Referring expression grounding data
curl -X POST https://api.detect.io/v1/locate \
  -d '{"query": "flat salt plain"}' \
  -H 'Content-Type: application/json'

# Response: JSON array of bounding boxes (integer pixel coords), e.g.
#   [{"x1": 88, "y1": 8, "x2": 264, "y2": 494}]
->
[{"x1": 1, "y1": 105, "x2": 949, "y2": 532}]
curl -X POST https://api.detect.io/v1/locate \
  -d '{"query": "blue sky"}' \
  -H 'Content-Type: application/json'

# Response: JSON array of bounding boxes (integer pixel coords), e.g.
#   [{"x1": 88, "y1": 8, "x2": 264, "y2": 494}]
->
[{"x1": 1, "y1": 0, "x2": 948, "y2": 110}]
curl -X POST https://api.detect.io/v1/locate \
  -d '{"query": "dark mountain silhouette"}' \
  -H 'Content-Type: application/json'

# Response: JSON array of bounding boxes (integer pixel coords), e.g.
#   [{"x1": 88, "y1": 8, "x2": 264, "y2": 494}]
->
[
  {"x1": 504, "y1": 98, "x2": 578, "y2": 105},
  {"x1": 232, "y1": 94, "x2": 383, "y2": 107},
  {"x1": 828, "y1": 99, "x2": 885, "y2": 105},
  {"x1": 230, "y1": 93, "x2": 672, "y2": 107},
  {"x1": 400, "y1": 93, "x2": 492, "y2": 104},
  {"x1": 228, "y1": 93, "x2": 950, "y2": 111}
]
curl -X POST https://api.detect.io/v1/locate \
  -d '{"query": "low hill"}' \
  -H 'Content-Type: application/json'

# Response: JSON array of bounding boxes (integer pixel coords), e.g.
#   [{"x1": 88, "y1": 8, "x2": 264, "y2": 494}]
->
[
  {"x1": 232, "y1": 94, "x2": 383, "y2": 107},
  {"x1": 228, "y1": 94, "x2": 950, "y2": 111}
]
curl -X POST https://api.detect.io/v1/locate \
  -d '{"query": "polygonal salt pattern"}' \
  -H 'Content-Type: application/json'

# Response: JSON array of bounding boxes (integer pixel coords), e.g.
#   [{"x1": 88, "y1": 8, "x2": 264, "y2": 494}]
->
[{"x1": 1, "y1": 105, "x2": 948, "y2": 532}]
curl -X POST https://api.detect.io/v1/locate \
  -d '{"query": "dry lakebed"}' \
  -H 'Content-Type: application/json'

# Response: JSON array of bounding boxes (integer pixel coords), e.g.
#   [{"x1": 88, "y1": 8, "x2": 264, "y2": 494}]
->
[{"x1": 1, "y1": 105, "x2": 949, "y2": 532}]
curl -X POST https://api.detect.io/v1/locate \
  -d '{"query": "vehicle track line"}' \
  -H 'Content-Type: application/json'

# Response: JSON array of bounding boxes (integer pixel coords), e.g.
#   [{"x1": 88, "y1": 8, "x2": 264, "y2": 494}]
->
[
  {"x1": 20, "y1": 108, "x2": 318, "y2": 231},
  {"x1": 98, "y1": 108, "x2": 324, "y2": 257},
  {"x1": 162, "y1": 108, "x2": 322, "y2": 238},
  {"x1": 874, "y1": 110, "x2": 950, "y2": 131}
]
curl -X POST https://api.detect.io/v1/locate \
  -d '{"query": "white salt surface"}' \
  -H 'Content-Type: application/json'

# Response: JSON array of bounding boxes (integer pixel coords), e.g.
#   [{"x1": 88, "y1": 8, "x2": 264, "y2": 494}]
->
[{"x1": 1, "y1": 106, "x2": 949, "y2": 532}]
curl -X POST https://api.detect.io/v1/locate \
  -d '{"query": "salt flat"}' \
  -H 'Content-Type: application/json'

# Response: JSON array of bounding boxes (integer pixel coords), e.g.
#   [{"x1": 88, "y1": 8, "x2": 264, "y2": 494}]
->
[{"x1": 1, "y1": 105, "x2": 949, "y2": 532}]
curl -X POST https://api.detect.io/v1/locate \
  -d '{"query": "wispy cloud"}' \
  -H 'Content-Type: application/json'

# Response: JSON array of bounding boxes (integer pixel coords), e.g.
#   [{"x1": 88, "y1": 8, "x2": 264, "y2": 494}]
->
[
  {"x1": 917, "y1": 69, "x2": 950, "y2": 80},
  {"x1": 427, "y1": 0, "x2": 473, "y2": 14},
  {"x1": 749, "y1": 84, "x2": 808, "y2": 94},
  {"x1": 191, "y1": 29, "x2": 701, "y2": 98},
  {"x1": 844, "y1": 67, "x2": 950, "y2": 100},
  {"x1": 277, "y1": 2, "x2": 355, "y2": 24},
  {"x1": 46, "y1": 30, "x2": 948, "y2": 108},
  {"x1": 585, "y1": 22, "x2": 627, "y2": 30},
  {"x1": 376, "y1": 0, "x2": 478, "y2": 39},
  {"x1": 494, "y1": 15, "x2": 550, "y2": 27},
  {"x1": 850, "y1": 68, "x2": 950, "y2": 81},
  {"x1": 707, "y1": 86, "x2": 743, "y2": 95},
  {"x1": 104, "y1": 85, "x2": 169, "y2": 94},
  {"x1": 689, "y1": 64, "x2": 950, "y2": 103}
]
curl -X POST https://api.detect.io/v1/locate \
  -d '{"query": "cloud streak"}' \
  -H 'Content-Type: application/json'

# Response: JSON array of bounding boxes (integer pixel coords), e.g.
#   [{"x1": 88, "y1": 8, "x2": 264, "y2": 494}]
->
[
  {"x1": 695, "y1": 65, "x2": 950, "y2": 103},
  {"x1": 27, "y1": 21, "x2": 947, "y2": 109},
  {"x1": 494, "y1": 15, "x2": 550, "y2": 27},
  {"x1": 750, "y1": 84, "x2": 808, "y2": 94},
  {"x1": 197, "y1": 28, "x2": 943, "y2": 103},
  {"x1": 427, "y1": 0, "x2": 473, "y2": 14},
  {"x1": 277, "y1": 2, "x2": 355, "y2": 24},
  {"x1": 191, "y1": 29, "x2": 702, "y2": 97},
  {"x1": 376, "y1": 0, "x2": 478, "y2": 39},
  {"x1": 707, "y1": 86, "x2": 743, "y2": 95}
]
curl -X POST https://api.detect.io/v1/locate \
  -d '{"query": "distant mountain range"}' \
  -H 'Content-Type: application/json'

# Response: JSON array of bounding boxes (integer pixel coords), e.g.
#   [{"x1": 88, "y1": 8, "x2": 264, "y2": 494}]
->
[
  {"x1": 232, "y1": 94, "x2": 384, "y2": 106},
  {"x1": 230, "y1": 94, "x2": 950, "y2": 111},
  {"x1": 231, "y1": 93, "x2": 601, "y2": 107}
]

EXERCISE AIM
Give all of the entries again, word for word.

TASK RESPONSE
curl -X POST https://api.detect.io/v1/locate \
  -d '{"query": "flat salt plain"}' \
  -H 'Content-Type: application/json'

# Response: JSON array of bounding boxes (integer pixel coords), e.g.
#   [{"x1": 88, "y1": 8, "x2": 264, "y2": 494}]
->
[{"x1": 1, "y1": 105, "x2": 949, "y2": 532}]
curl -X POST https://api.detect.io/v1/locate \
  -d '{"query": "blue sky"}' \
  -H 'Content-Type: application/json'

# Response: JSON array of bounding boxes (integer pixel coords), e.g.
#   [{"x1": 88, "y1": 8, "x2": 264, "y2": 494}]
->
[{"x1": 1, "y1": 0, "x2": 948, "y2": 110}]
curl -X POST https://api.detect.io/v1/locate \
  -d '{"query": "dark mountain silhouette"}' \
  -H 'Content-Type: application/json'

# Response: JSON array of bounding boxes (integer pixel coords), e.g.
#   [{"x1": 88, "y1": 8, "x2": 264, "y2": 494}]
->
[
  {"x1": 504, "y1": 98, "x2": 578, "y2": 105},
  {"x1": 232, "y1": 94, "x2": 383, "y2": 107},
  {"x1": 828, "y1": 99, "x2": 885, "y2": 105},
  {"x1": 230, "y1": 93, "x2": 672, "y2": 107},
  {"x1": 400, "y1": 93, "x2": 492, "y2": 104},
  {"x1": 228, "y1": 93, "x2": 950, "y2": 111}
]
curl -X POST https://api.detect.io/v1/locate \
  -d '{"query": "low hill"}' \
  -H 'Content-Type: application/json'

# Response: JSON array of bounding boxes (integer pixel coords), e.g.
#   [{"x1": 88, "y1": 8, "x2": 264, "y2": 494}]
->
[
  {"x1": 232, "y1": 94, "x2": 383, "y2": 107},
  {"x1": 228, "y1": 94, "x2": 950, "y2": 111}
]
curl -X POST https://api.detect.io/v1/locate \
  -d '{"query": "polygonal salt pattern"}' \
  -H 'Content-Type: application/json'

# Response: JSON array of bounding boxes (integer pixel coords), e.g.
#   [{"x1": 88, "y1": 8, "x2": 264, "y2": 494}]
->
[{"x1": 1, "y1": 105, "x2": 948, "y2": 532}]
curl -X POST https://api.detect.io/v1/locate \
  -d '{"query": "dry lakebed"}' \
  -H 'Content-Type: application/json'

# Response: JSON array of bounding boxes (integer pixel coords), e.g.
#   [{"x1": 88, "y1": 8, "x2": 264, "y2": 494}]
->
[{"x1": 1, "y1": 105, "x2": 949, "y2": 532}]
curl -X POST https://api.detect.io/v1/locate \
  -d '{"query": "vehicle track line"}' \
  -H 'Content-Type: application/json'

# Response: JSON array of bounding boxes (integer pixel coords), e.g.
#   [{"x1": 88, "y1": 8, "x2": 264, "y2": 494}]
->
[
  {"x1": 20, "y1": 108, "x2": 318, "y2": 231},
  {"x1": 98, "y1": 108, "x2": 324, "y2": 257},
  {"x1": 162, "y1": 108, "x2": 322, "y2": 238},
  {"x1": 874, "y1": 110, "x2": 950, "y2": 131}
]
curl -X POST https://api.detect.io/v1/locate \
  -d '{"query": "white salt surface"}' \
  -H 'Content-Type: application/json'

# Response: JSON array of bounding boxes (integer pixel coords), e.g.
#   [{"x1": 88, "y1": 8, "x2": 264, "y2": 494}]
->
[{"x1": 1, "y1": 106, "x2": 949, "y2": 532}]
curl -X POST https://api.detect.io/v1/locate \
  -d '{"query": "salt flat"}' \
  -H 'Content-Type: application/json'

# Response: JSON array of bounding boxes (integer pixel coords), e.g.
#   [{"x1": 88, "y1": 8, "x2": 264, "y2": 494}]
->
[{"x1": 1, "y1": 105, "x2": 949, "y2": 532}]
curl -X POST https://api.detect.io/v1/locate \
  -d '{"query": "wispy cloud"}' \
  -H 'Content-Type: application/json'

# Response: JSON array of bounding boxes (integer pixel coords), e.g.
#   [{"x1": 88, "y1": 8, "x2": 264, "y2": 494}]
->
[
  {"x1": 917, "y1": 69, "x2": 950, "y2": 80},
  {"x1": 427, "y1": 0, "x2": 473, "y2": 14},
  {"x1": 749, "y1": 84, "x2": 808, "y2": 94},
  {"x1": 191, "y1": 29, "x2": 701, "y2": 98},
  {"x1": 844, "y1": 67, "x2": 950, "y2": 100},
  {"x1": 277, "y1": 2, "x2": 355, "y2": 24},
  {"x1": 46, "y1": 30, "x2": 948, "y2": 108},
  {"x1": 585, "y1": 22, "x2": 627, "y2": 30},
  {"x1": 376, "y1": 0, "x2": 478, "y2": 39},
  {"x1": 494, "y1": 15, "x2": 550, "y2": 27},
  {"x1": 850, "y1": 68, "x2": 950, "y2": 81},
  {"x1": 707, "y1": 86, "x2": 743, "y2": 95},
  {"x1": 104, "y1": 85, "x2": 169, "y2": 94},
  {"x1": 689, "y1": 64, "x2": 950, "y2": 103}
]
curl -X POST https://api.detect.io/v1/locate \
  -d '{"query": "cloud streak"}' \
  -H 'Content-Type: application/json'

# Response: JSON array of bounding boxes (integer pixel coords), e.g.
#   [{"x1": 88, "y1": 8, "x2": 264, "y2": 494}]
->
[
  {"x1": 695, "y1": 65, "x2": 950, "y2": 103},
  {"x1": 27, "y1": 21, "x2": 947, "y2": 109},
  {"x1": 494, "y1": 15, "x2": 550, "y2": 27},
  {"x1": 750, "y1": 84, "x2": 808, "y2": 94},
  {"x1": 197, "y1": 28, "x2": 943, "y2": 103},
  {"x1": 427, "y1": 0, "x2": 473, "y2": 14},
  {"x1": 277, "y1": 2, "x2": 355, "y2": 24},
  {"x1": 191, "y1": 29, "x2": 702, "y2": 97},
  {"x1": 376, "y1": 0, "x2": 478, "y2": 39},
  {"x1": 707, "y1": 86, "x2": 743, "y2": 95}
]
curl -X POST https://api.detect.io/v1/locate \
  -d '{"query": "distant mountain range"}' \
  -H 'Content-Type: application/json'

# Response: JSON array of bounding boxes (integer pixel coords), e.g.
#   [{"x1": 88, "y1": 8, "x2": 264, "y2": 494}]
->
[
  {"x1": 232, "y1": 94, "x2": 384, "y2": 106},
  {"x1": 230, "y1": 94, "x2": 950, "y2": 111},
  {"x1": 231, "y1": 93, "x2": 601, "y2": 107}
]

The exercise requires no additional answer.